Dataset rows
**********

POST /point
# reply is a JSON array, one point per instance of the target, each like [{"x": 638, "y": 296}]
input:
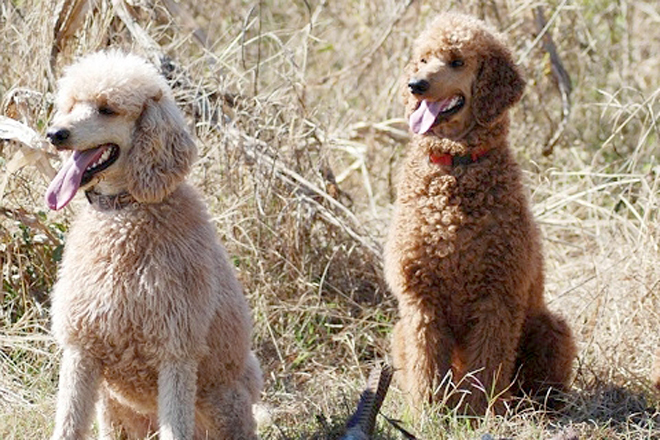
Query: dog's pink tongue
[{"x": 64, "y": 186}]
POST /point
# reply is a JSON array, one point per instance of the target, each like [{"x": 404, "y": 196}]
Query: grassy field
[{"x": 297, "y": 113}]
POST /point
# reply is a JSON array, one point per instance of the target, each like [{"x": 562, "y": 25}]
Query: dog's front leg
[
  {"x": 78, "y": 390},
  {"x": 177, "y": 386}
]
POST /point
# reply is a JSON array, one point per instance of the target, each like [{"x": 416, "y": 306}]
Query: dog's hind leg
[
  {"x": 226, "y": 412},
  {"x": 117, "y": 421},
  {"x": 177, "y": 385}
]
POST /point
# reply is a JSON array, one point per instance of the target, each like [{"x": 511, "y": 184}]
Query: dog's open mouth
[
  {"x": 431, "y": 113},
  {"x": 109, "y": 153},
  {"x": 77, "y": 171}
]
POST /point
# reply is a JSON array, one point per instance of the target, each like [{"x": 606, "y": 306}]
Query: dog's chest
[
  {"x": 448, "y": 226},
  {"x": 114, "y": 297}
]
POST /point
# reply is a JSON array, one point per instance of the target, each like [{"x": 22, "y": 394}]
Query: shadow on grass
[{"x": 619, "y": 409}]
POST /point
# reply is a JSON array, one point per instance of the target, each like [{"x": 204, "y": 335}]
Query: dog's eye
[
  {"x": 106, "y": 110},
  {"x": 457, "y": 63}
]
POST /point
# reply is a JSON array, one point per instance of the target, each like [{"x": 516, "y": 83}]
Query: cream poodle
[
  {"x": 153, "y": 323},
  {"x": 463, "y": 256}
]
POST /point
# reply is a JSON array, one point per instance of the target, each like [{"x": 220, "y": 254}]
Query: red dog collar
[{"x": 447, "y": 159}]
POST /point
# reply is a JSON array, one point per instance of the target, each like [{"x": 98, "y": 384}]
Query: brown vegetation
[{"x": 297, "y": 117}]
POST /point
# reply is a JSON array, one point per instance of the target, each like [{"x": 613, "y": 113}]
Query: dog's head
[
  {"x": 118, "y": 118},
  {"x": 460, "y": 74}
]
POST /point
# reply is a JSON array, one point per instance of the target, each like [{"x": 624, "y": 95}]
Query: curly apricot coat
[
  {"x": 152, "y": 320},
  {"x": 463, "y": 256}
]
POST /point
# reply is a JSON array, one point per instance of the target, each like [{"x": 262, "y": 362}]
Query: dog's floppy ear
[
  {"x": 498, "y": 86},
  {"x": 162, "y": 151}
]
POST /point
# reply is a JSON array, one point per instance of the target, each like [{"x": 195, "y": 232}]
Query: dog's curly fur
[
  {"x": 463, "y": 256},
  {"x": 153, "y": 323}
]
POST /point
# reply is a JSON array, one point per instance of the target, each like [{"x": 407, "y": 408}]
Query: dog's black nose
[
  {"x": 58, "y": 136},
  {"x": 419, "y": 86}
]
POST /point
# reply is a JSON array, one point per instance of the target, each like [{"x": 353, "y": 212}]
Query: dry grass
[{"x": 296, "y": 110}]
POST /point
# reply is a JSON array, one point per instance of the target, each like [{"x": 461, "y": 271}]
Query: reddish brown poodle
[{"x": 463, "y": 256}]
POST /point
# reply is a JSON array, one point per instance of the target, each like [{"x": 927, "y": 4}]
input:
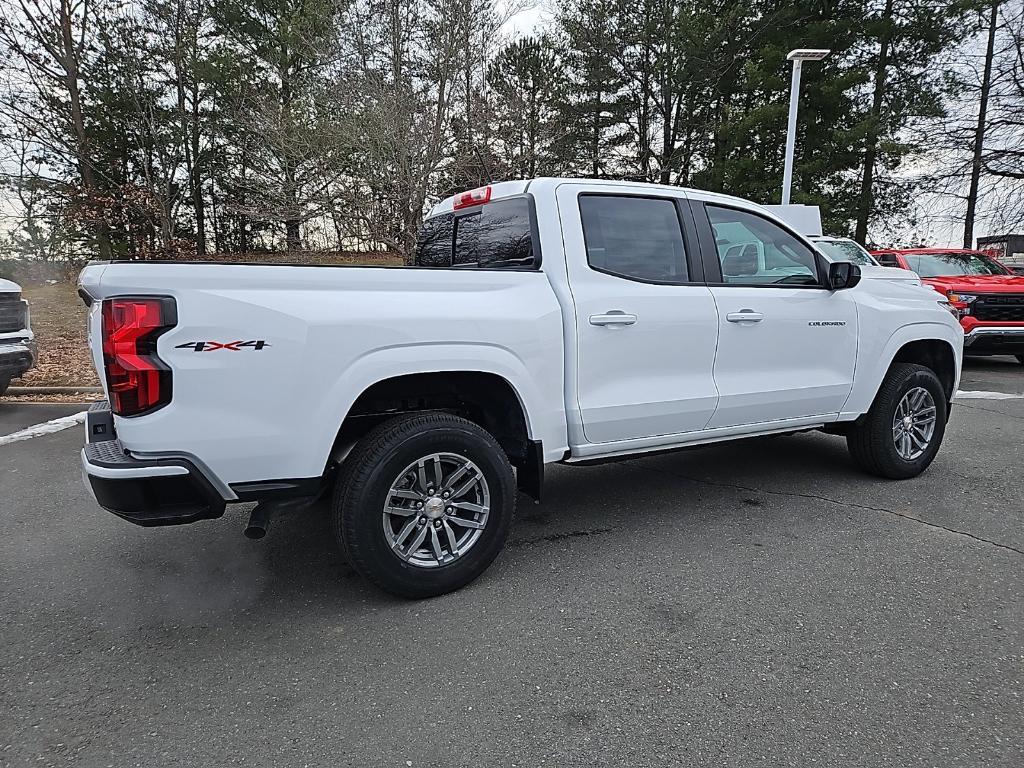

**********

• What is asked
Can you find every line in the records above that contains the string "poodle" and copy each one out?

• Answer to this task
Query: cream poodle
Query: reddish brown poodle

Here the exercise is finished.